## Start

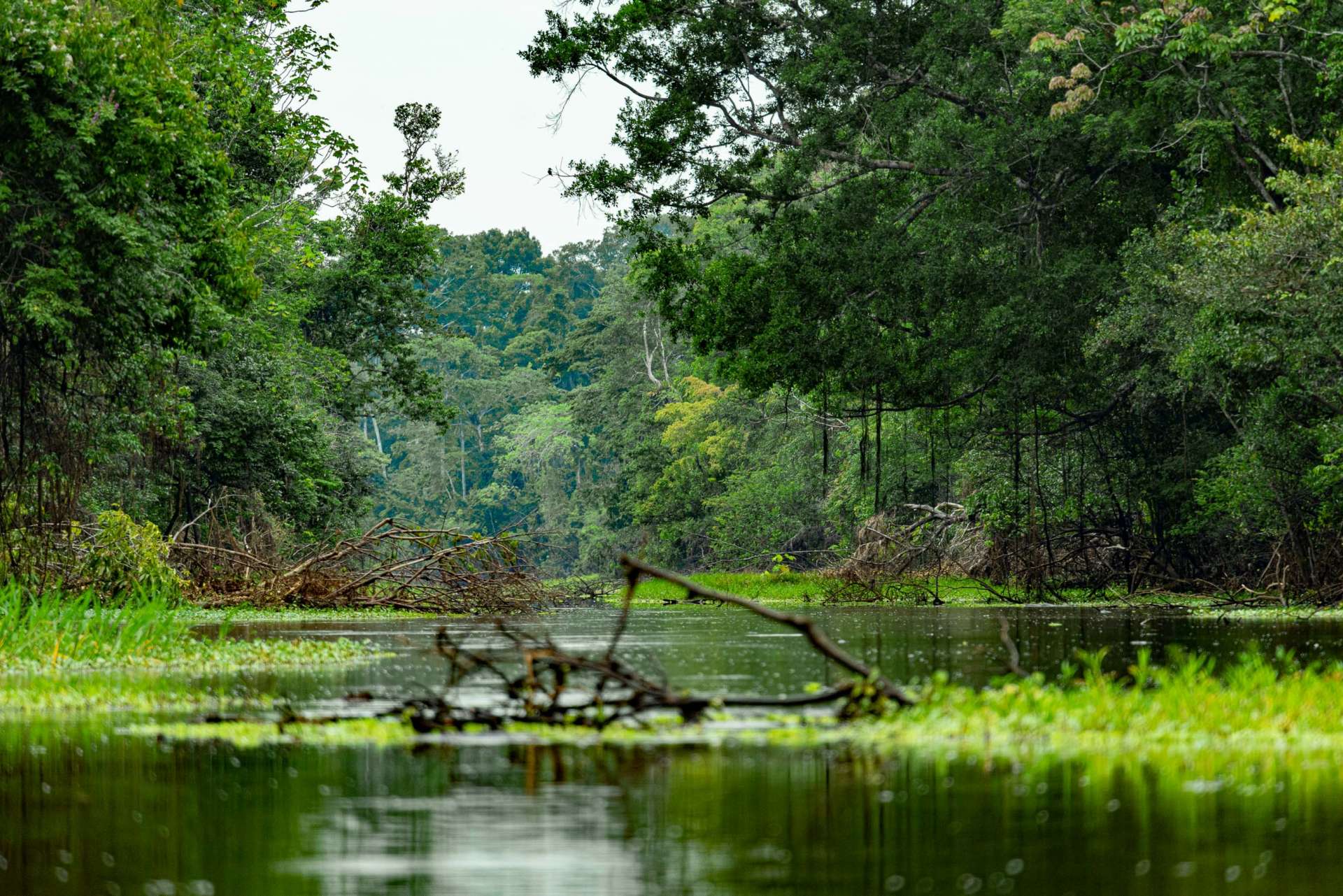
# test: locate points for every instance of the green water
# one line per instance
(85, 809)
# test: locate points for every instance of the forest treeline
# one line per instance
(1064, 271)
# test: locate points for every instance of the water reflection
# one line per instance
(732, 652)
(87, 811)
(81, 814)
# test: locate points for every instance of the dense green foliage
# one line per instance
(1070, 266)
(183, 335)
(1028, 257)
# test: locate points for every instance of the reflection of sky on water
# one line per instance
(84, 809)
(473, 840)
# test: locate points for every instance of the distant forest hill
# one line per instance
(1042, 290)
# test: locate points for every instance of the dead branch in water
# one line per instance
(392, 564)
(543, 683)
(809, 629)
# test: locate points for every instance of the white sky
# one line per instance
(461, 55)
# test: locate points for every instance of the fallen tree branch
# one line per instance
(809, 629)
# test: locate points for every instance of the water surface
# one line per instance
(87, 811)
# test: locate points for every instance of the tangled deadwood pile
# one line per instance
(537, 681)
(392, 564)
(941, 536)
(546, 684)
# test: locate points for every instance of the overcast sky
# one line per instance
(461, 55)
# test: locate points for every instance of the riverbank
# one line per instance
(1258, 706)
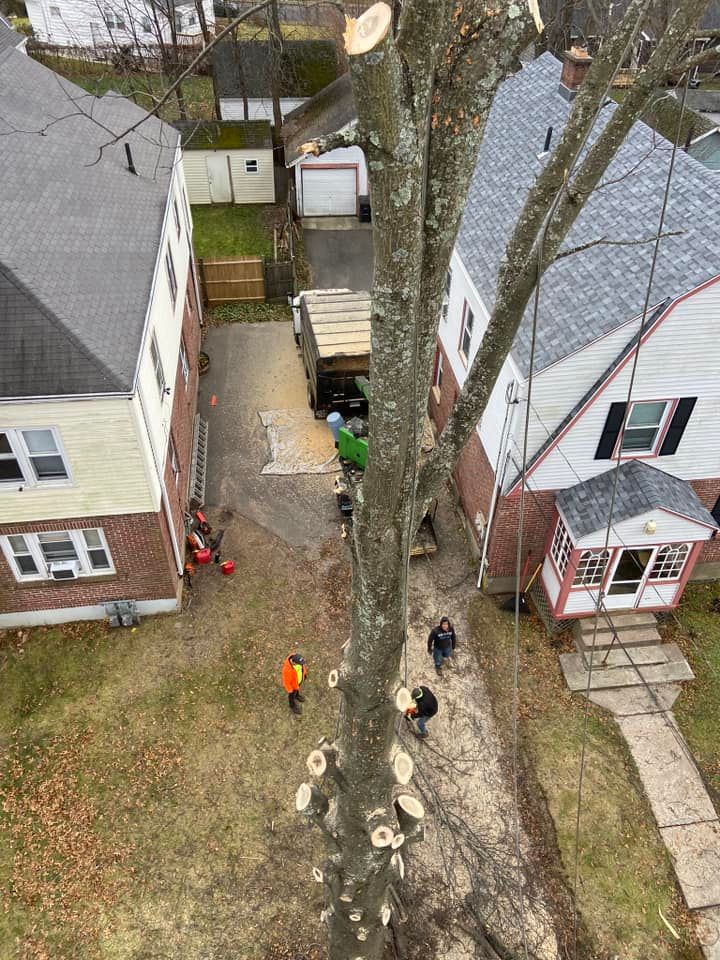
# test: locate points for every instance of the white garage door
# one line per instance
(329, 191)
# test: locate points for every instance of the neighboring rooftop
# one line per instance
(586, 295)
(80, 233)
(326, 112)
(224, 134)
(306, 67)
(640, 488)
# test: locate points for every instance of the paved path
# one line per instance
(685, 815)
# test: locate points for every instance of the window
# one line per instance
(590, 568)
(157, 366)
(184, 365)
(643, 426)
(561, 547)
(466, 333)
(669, 561)
(172, 455)
(31, 457)
(446, 296)
(31, 554)
(172, 279)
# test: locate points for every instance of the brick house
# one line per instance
(100, 324)
(666, 504)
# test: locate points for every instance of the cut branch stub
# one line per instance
(310, 801)
(411, 814)
(403, 767)
(403, 699)
(365, 33)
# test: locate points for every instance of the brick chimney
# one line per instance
(576, 64)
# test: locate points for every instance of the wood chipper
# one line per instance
(352, 446)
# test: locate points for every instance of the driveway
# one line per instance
(256, 367)
(339, 258)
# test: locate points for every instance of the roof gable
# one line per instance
(588, 294)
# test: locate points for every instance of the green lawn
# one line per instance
(698, 707)
(625, 876)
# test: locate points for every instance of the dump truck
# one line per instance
(332, 328)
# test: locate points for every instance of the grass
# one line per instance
(147, 776)
(243, 230)
(698, 707)
(624, 872)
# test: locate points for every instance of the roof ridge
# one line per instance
(13, 279)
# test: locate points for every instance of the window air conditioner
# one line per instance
(66, 570)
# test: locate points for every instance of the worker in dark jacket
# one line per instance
(441, 643)
(294, 673)
(424, 706)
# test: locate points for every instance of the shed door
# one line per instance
(329, 191)
(219, 178)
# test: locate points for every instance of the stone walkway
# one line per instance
(685, 815)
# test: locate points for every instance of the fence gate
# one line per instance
(279, 279)
(229, 279)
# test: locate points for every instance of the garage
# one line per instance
(329, 191)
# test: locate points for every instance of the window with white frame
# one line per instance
(643, 426)
(670, 561)
(31, 457)
(34, 556)
(157, 366)
(466, 333)
(170, 270)
(561, 547)
(591, 568)
(184, 364)
(172, 456)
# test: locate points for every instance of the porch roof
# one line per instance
(640, 488)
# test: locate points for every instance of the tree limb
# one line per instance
(347, 136)
(603, 241)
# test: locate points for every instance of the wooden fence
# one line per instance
(229, 279)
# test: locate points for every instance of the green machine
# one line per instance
(351, 444)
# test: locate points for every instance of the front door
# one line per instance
(219, 178)
(627, 579)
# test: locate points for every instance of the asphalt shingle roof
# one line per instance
(80, 235)
(640, 488)
(588, 294)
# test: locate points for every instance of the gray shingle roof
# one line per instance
(588, 294)
(79, 238)
(326, 112)
(8, 37)
(640, 488)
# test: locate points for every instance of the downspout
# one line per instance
(503, 453)
(179, 562)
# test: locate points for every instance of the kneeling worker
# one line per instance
(294, 673)
(423, 708)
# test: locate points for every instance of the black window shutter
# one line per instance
(611, 430)
(677, 426)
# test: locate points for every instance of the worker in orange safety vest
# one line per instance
(294, 673)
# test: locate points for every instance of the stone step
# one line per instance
(604, 640)
(673, 669)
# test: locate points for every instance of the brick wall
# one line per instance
(183, 413)
(708, 491)
(139, 552)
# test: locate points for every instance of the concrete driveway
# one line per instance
(339, 257)
(256, 367)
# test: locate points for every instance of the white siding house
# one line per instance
(226, 162)
(654, 460)
(139, 24)
(98, 378)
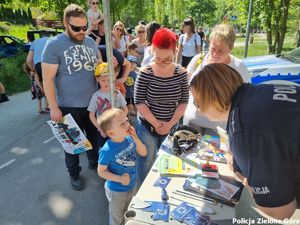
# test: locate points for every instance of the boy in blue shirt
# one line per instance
(117, 162)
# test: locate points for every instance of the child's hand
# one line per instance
(125, 179)
(132, 132)
(101, 132)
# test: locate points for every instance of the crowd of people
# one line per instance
(159, 78)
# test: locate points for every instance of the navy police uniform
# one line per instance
(264, 135)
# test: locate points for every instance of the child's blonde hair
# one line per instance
(120, 24)
(224, 33)
(106, 119)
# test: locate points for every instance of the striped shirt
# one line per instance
(161, 95)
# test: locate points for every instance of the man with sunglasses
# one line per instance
(68, 64)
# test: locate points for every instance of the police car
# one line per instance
(283, 69)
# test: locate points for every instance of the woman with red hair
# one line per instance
(161, 94)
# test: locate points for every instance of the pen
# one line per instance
(196, 197)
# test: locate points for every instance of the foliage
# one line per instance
(12, 75)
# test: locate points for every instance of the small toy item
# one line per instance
(164, 195)
(208, 167)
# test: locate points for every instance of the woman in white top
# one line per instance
(189, 43)
(140, 41)
(221, 44)
(119, 38)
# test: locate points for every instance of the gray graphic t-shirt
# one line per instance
(75, 81)
(100, 102)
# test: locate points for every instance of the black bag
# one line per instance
(184, 139)
(148, 125)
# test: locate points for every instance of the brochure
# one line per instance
(223, 190)
(173, 165)
(69, 135)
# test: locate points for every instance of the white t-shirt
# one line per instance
(123, 43)
(189, 46)
(148, 56)
(93, 14)
(192, 116)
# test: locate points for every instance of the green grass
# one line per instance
(19, 31)
(12, 75)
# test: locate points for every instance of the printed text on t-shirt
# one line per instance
(79, 57)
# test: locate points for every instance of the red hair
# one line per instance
(164, 39)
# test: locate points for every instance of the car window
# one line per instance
(293, 55)
(9, 41)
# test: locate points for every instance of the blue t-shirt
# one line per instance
(129, 84)
(120, 158)
(264, 135)
(37, 47)
(189, 46)
(75, 80)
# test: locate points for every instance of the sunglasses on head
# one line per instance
(77, 28)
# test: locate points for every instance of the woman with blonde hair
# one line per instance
(189, 43)
(140, 41)
(221, 44)
(119, 38)
(263, 126)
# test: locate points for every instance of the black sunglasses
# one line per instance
(78, 28)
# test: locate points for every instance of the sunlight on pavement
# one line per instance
(38, 160)
(55, 150)
(19, 150)
(60, 206)
(13, 223)
(48, 223)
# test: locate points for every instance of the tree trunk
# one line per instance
(298, 37)
(278, 15)
(269, 9)
(298, 31)
(286, 4)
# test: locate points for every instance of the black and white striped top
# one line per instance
(162, 95)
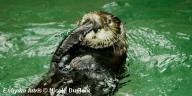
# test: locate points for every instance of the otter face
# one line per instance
(106, 30)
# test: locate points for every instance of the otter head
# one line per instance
(106, 30)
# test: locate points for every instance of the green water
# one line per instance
(159, 36)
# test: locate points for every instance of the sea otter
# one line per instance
(89, 59)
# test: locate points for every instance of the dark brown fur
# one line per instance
(77, 66)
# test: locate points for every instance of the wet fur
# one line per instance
(78, 63)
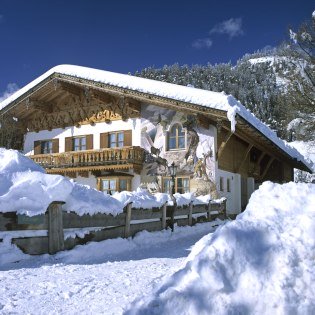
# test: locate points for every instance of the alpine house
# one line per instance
(118, 132)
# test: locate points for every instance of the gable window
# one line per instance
(181, 184)
(176, 138)
(221, 184)
(116, 139)
(79, 143)
(46, 146)
(110, 185)
(228, 185)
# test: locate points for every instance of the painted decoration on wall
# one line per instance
(196, 159)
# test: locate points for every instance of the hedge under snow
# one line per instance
(261, 263)
(25, 188)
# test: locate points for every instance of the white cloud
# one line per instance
(231, 27)
(10, 89)
(202, 43)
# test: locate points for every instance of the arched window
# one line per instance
(176, 138)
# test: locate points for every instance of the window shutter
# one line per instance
(104, 140)
(68, 144)
(128, 138)
(89, 142)
(55, 145)
(37, 148)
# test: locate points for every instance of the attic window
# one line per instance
(176, 138)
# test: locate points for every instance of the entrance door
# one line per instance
(244, 193)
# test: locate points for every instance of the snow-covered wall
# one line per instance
(132, 124)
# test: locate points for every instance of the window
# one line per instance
(228, 185)
(221, 184)
(116, 139)
(111, 185)
(181, 184)
(176, 138)
(46, 147)
(79, 143)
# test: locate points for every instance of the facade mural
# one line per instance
(169, 136)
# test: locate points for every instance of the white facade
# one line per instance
(132, 124)
(150, 132)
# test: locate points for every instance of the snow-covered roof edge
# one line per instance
(209, 99)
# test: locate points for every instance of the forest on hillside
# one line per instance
(276, 84)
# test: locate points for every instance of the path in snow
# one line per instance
(89, 281)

## End

Will you copy out everything from the line containing "# test: locate points for every instance of the forest on" down to the end of the items, keeping each line unchanged?

* Response for this exercise
# test: locate points for every instance of the forest on hillside
# one line per instance
(276, 84)
# test: locate points for every instance of the path in snow
# one line per instance
(89, 281)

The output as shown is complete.